# What the exercise asks
Please rewrite the records from the line containing "Outline every instance of the kitchen" through the end of the records, requests included, with every polygon vertex coordinate in the answers scaled by 1.55 and rounded to the nearest whole number, halves rounded up. Leave the numbers in the requests and their format samples unchanged, and return only these lines.

--- START OF Record excerpts ---

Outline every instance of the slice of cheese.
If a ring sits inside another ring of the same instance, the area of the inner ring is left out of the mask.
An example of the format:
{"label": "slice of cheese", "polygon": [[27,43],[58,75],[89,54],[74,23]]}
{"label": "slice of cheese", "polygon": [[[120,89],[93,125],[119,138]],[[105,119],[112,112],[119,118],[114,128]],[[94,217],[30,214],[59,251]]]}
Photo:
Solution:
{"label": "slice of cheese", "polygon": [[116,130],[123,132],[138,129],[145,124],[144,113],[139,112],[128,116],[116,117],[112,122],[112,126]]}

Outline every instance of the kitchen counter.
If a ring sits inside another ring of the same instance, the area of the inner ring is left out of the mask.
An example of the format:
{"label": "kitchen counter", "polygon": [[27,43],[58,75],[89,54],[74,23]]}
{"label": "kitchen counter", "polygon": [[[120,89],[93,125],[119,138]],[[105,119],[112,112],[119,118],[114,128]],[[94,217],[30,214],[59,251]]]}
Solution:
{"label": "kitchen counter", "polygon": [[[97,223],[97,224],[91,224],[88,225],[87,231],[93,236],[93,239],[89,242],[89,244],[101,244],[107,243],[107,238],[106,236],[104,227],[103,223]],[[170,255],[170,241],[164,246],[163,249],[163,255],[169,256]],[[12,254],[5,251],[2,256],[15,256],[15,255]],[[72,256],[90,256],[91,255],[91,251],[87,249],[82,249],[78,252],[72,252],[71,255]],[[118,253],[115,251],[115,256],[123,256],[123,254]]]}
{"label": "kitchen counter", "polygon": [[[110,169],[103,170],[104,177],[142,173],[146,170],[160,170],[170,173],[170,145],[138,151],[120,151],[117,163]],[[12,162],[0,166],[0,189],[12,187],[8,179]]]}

--- END OF Record excerpts ---

# Expected answer
Outline every instance of the kitchen counter.
If a ring sits inside another ring of the same instance, the area of the inner ring is left out of the mask.
An example of the format:
{"label": "kitchen counter", "polygon": [[27,43],[58,75],[89,54],[74,23]]}
{"label": "kitchen counter", "polygon": [[[120,89],[93,125],[119,138]],[[105,119],[112,112],[119,118],[114,128]],[[94,217],[30,214],[59,251]]]}
Solution:
{"label": "kitchen counter", "polygon": [[[150,346],[150,347],[141,347],[136,349],[135,358],[144,366],[144,370],[138,375],[138,378],[157,378],[166,377],[166,369],[164,366],[161,352],[160,346]],[[264,395],[264,374],[254,381],[253,386],[253,395],[262,397]],[[19,394],[8,389],[3,397],[23,397],[23,395]],[[112,397],[140,397],[141,395],[141,389],[135,386],[127,386],[121,391],[112,391],[110,395]],[[183,392],[178,389],[178,397],[191,397],[191,394]]]}
{"label": "kitchen counter", "polygon": [[[171,262],[160,264],[161,274],[220,268],[226,264],[248,264],[264,268],[264,225],[214,234],[186,234],[181,253]],[[19,251],[0,257],[0,293],[19,290],[12,277]]]}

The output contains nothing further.